Daftar Tugas:
1 > Menurut Ibnu Abbas dalam kutipan teks tentang kaum yang dikutuk menjadi kera, berapa lama kaum itu hidup di bumi?
2 > Tuliskan semua nama tokoh yang disebut sebagai sumber atau penyampai riwayat dalam kutipan teks tentang kaum yang dikutuk menjadi kera, sesuai urutan kemunculannya.

Kutipan Teks:

◆ ◆ ◆

Ad-Dahhak meriwayatkan dari Ibnu Abbas. bahwa Allah mengu tuk mereka menjadi kera karena kedurhakaan mereka. Ibnu Abbas mengatakan, mereka hanya hidup di bumi ini selama tiga hari. Tiada suatu pun yang dikutuk dapat bertahan hidup lebih dari tiga hari. Sesudah rupa mereka dikutuk dan diubah, mereka tidak mau makan dan minum serta tidak dapat mengembangbiakkan keturunannya. Karena sesungguhnya Allah telah menciptakan kera dan babi serta makhluk lainnya dalam masa enam hari, seperti yang disebutkan di dalam Kitab-Nya. Allah mengubah rupa kaum tersebut menjadi kera. Demikianlah Allah dapat melakukan terhadap siapa yang dikehendaki-Nya, dan Dia dapat mengubah rupa ke dalam bentuk seperti apa yang dikehendaki-Nya.

Abu Ja’far meriwayatkan dari Ar-Rabi’, dari Abul Aliyah sehubungan dengan firman-Nya:

Jadilah kalian kera-kera yang hina. (Al-Baqarah: 65)

Yakni jadilah kalian orang-orang yang nista dan hina (seperti kera). Hal yang semisal telah diriwayatkan dari Mujahid, Qatadah, ArRabi’, dan Abu Malik.

◆ ◆ ◆

Materi yang Disediakan:
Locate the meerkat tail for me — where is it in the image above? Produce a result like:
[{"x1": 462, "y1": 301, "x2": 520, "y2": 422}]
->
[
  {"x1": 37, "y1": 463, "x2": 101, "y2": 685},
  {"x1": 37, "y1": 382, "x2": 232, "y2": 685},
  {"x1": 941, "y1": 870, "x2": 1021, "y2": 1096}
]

◆ ◆ ◆

Daftar Jawaban:
1 > Mereka hanya hidup di bumi selama tiga hari.

2 > Ad-Dahhak, Ibnu Abbas, Abu Ja’far, Ar-Rabi’, Abul Aliyah, Mujahid, Qatadah, Abu Malik